De hábitos solitários, as onças permanecem em grupos de até quatro indivíduos quando uma fêmea está cuidando de seus filhotes. Quando crescem, eles dispersam para novas áreas, vivem separadamente e buscam regiões com oferta de alimento suficiente para evitar brigas com outras onças, até chegar a época de reprodução e procurarem as fêmeas para o acasalamento. Enquanto houver comida para todos, os conflitos acontecem principalmente pela disputa por fêmeas. Por isso, Ramalho afirmou que a medida para a sobrevivência destes felinos é a manutenção de extensas áreas de conservação. Com a floresta menor, há menos alimento e os animais mais jovens correm o risco de definirem novos territórios em áreas próximas a fazendas com animais domesticados, como gado, porcos e galinhas, e ficarem vulneráveis. “No Brasil, os relatos sobre a demanda para a medicina asiática ainda não indicam um problema grave, mas temos que ficar de olho porque ela pode vir a ser. Enquanto isso, precisamos de áreas protegidas, investimento em ciência e o reconhecimento das ONGs e das comunidades tradicionais para o desenvolvimento econômico do país com a floresta em pé”, afirmou. Em um artigo divulgado na revista científica internacional PLoS One no ano passado, Ramalho e uma equipe de pesquisadores demonstraram como a área de vida da onça-pintada aumenta de acordo com a fragmentação do habitat. Os felinos da Mata Atlântica, bioma com apenas 12% de floresta remanescente, percorreram quase o dobro de distância para manter uma área de vida.

QUESTÕES PROPOSTAS:
• 1. Resuma o parágrafo do trecho sobre as onças que começa com "De hábitos solitários", sem perder os fatos principais.
• 2. Dê a continuação do trecho sobre as onças-pintadas a partir da última frase.
Os registros constituem um material separado do trecho.

REGISTROS EXTRAÍDOS:
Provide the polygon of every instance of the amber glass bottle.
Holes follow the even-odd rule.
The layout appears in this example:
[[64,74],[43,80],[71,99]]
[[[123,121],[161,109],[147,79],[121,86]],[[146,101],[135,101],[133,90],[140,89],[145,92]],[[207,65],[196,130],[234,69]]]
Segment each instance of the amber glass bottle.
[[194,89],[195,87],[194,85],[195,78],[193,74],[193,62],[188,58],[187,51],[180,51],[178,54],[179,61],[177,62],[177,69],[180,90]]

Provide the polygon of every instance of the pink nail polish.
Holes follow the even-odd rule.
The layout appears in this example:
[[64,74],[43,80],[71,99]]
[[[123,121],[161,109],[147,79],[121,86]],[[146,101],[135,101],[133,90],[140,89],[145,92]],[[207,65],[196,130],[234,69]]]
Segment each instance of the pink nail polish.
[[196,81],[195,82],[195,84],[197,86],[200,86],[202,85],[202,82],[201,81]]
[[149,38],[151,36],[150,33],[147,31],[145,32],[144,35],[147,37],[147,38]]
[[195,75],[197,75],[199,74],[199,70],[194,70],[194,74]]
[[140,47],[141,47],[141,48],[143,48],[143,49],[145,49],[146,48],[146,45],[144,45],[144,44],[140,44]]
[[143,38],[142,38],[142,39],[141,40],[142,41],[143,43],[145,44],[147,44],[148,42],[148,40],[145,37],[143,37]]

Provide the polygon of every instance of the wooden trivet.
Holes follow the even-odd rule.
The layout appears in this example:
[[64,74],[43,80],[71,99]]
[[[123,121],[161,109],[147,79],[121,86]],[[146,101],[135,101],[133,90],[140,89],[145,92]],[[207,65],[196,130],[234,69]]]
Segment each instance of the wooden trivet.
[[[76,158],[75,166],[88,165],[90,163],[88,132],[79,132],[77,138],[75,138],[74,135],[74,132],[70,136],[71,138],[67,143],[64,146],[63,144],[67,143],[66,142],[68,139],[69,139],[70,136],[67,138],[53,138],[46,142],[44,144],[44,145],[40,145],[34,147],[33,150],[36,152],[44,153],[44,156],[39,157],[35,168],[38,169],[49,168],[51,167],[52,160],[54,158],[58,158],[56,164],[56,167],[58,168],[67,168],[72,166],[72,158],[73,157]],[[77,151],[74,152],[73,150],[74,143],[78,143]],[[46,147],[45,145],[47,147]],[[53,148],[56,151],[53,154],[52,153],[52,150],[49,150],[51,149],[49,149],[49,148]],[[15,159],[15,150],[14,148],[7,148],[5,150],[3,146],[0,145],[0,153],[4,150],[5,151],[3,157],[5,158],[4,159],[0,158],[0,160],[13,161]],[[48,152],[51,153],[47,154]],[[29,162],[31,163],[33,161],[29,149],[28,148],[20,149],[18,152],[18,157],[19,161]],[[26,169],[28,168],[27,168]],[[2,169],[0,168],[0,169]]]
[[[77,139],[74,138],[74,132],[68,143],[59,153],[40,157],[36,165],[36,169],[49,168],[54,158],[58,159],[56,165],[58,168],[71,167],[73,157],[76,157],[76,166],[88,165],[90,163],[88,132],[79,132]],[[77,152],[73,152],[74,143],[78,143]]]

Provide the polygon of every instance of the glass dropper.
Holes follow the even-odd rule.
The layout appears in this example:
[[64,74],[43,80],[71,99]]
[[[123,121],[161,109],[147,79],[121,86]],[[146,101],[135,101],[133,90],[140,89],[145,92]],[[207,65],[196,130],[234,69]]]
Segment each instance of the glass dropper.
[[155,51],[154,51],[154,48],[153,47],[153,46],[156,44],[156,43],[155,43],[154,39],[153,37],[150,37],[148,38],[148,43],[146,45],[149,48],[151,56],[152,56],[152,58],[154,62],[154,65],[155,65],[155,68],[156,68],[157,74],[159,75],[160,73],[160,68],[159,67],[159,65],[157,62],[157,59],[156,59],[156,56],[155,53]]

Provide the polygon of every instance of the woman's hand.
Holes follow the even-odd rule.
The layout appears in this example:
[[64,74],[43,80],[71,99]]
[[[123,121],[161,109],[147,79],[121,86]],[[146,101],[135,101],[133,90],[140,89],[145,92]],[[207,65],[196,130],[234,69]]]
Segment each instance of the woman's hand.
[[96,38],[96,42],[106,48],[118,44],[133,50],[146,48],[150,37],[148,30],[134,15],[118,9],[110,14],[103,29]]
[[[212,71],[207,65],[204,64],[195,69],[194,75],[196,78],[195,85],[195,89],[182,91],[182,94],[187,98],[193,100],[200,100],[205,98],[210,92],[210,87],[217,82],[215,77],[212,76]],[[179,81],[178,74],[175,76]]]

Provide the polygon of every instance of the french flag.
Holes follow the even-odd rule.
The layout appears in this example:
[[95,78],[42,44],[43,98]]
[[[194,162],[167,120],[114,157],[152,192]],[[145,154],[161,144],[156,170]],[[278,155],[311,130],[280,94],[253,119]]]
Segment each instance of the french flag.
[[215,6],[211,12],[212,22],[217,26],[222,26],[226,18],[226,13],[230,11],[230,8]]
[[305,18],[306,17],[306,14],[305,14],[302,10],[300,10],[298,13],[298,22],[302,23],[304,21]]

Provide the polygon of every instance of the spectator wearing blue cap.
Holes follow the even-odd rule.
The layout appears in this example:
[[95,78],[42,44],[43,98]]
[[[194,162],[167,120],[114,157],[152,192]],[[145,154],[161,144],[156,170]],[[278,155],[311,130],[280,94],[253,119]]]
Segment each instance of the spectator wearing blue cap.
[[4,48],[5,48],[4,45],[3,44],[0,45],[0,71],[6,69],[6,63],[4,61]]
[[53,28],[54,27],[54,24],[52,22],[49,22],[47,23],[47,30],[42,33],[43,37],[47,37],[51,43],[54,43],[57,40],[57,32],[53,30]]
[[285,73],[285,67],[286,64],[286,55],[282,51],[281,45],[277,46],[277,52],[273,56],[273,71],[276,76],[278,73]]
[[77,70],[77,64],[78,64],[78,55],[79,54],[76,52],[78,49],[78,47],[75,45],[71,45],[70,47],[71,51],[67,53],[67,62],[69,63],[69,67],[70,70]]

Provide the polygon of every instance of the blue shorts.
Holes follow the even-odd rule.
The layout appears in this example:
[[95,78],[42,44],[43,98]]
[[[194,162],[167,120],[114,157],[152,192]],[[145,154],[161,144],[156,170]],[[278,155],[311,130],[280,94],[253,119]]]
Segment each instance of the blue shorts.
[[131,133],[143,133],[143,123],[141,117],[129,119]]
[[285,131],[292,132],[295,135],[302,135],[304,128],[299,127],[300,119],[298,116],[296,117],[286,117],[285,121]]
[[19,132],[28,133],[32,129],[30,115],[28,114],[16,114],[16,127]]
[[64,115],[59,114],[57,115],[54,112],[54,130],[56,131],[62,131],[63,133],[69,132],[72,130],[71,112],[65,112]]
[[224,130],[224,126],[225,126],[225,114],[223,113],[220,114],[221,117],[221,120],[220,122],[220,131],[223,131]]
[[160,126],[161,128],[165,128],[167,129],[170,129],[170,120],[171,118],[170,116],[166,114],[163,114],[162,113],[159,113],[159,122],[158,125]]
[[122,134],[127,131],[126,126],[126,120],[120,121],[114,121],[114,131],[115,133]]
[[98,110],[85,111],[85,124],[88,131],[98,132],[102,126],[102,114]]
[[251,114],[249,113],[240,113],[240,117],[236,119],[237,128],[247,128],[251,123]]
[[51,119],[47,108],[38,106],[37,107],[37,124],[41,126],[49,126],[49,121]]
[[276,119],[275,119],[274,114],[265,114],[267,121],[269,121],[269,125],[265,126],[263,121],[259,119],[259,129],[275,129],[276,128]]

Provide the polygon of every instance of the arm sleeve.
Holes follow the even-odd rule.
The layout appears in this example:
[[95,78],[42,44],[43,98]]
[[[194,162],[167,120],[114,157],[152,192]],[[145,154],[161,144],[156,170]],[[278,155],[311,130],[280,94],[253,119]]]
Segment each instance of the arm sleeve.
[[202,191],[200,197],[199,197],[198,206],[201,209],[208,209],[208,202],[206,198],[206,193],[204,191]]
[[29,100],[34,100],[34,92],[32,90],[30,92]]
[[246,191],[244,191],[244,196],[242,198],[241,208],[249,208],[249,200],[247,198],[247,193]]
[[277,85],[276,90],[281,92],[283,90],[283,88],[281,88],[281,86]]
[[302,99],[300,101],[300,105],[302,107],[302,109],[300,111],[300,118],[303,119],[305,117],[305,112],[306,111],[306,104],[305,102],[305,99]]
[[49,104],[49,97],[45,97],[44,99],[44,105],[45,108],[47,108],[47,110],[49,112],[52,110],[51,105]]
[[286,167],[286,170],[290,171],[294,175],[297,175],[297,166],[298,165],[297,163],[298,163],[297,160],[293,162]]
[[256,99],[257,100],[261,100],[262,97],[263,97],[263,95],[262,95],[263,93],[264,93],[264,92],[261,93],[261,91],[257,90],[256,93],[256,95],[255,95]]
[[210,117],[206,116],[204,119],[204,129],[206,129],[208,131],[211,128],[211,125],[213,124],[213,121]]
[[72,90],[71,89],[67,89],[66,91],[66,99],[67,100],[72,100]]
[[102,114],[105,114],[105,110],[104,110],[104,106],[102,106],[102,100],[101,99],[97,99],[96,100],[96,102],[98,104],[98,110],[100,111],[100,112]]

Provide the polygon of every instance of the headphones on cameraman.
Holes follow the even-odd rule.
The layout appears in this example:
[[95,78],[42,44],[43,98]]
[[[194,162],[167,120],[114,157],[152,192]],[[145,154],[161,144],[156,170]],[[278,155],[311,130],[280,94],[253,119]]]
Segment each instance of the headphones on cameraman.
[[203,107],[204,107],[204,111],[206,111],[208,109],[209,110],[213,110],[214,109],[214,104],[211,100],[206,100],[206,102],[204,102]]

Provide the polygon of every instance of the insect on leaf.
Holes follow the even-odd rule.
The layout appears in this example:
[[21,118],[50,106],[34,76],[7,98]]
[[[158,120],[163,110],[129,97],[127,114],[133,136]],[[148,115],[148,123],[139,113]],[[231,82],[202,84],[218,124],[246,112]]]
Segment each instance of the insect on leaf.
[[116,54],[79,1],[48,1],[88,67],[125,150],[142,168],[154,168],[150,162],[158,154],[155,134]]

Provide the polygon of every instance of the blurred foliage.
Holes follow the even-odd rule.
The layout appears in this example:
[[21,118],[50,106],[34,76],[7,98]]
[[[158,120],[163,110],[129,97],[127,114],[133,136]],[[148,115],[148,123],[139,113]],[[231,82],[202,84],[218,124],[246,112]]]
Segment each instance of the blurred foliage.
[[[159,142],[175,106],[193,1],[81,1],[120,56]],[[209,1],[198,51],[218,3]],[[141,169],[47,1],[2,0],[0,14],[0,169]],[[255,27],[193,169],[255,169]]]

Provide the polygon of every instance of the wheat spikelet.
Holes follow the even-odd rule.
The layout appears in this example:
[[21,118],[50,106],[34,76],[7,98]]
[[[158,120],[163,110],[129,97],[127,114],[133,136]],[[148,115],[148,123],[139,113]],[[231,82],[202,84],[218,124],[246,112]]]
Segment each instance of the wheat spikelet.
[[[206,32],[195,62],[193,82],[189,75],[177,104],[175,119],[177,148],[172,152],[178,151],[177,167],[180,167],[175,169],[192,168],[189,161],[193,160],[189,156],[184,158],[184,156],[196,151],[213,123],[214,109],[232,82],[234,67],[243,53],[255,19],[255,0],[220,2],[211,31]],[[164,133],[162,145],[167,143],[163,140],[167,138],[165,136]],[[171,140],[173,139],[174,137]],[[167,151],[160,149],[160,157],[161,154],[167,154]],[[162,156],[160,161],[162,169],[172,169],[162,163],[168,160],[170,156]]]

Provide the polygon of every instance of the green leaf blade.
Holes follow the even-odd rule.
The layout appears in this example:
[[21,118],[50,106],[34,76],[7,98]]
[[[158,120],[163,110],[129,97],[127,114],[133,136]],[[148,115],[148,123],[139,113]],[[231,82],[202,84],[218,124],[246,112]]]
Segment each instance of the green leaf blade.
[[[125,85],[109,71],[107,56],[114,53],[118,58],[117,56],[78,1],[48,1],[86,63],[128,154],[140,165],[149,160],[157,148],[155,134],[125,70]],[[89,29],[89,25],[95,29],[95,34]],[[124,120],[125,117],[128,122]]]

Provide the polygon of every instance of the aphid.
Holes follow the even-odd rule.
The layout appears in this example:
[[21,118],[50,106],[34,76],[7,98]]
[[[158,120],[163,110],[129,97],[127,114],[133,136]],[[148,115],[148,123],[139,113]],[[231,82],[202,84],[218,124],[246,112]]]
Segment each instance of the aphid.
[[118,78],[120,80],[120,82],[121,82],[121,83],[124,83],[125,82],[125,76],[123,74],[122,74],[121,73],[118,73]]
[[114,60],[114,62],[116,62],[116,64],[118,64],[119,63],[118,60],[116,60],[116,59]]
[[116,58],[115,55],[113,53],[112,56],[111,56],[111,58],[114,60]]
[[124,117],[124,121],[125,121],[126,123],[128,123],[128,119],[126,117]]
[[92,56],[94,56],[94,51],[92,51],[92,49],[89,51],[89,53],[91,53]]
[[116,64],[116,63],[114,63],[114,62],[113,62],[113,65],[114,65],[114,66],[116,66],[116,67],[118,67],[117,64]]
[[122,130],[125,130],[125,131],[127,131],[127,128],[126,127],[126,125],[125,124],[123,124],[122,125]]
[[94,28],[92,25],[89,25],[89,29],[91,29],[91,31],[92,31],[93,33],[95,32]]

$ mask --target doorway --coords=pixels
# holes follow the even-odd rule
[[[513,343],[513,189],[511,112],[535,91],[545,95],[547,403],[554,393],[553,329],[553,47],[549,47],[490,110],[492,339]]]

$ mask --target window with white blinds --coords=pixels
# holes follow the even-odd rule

RESPOSTAS DADAS:
• 1. As onças são solitárias e só formam grupos de até quatro indivíduos quando a fêmea cuida dos filhotes. Depois de crescidos, os jovens se dispersam e vivem separados. Eles procuram áreas com comida suficiente para evitar brigas, até a época de reprodução. Quando há alimento para todos, os conflitos ocorrem sobretudo na disputa por fêmeas. Por isso, segundo Ramalho, a sobrevivência desses felinos depende de extensas áreas de conservação. Com menos floresta, há menos alimento, e os jovens podem se fixar perto de fazendas com gado, porcos e galinhas, ficando vulneráveis. Ramalho disse que a demanda da medicina asiática ainda não é um problema grave no Brasil, mas precisa ser vigiada. Ele defendeu áreas protegidas, investimento em ciência e o reconhecimento das ONGs e das comunidades tradicionais para um desenvolvimento com a floresta em pé. Em artigo publicado no ano passado na PLoS One, ele e outros pesquisadores mostraram que a área de vida da onça-pintada cresce com a fragmentação do habitat. Na Mata Atlântica, com apenas 12% de floresta remanescente, os felinos percorreram quase o dobro da distância para manter sua área de vida.

• 2.
Mesmo com os mais de 15 000 quilômetros entre a China e o Suriname, a distância deixou de ser um problema quando o acesso à internet se tornou comum. Como as denúncias são recentes, ainda não há análises suficientes sobre o tráfico de partes de onças-pintadas na internet, mas pesquisas feitas com outros grandes felinos demonstram o que pode acontecer. Um estudo da Traffic publicado no ano passado monitorou 112 palavras-chave, sendo 12 especificamente sobre tigres. A ONG mostrou que algumas buscas são literais, como “filhotes de tigre” à venda e “garras de tigre”. Os pesquisadores perceberam que os anúncios de tais produtos caíram de 2 000 por mês em 2012 para menos de 1 000 em dezembro de 2016, em 31 sites. Dentro do total de produtos de vida selvagem encontrados, os de marfim foram os mais populares, com 63,2%, seguidos por chifre de rinoceronte, com 18,1% e casco de tartaruga-do-pente, com 7,7%. Ossos de tigre representaram 4% do total de buscas, e ossos de leopardo 0,2%. Como a caça de onças-pintadas foi identificada recentemente, a ONG Proteção Animal, que investigou o assunto, afirmou que os dados coletados não podem ser divulgados por uma questão de segurança.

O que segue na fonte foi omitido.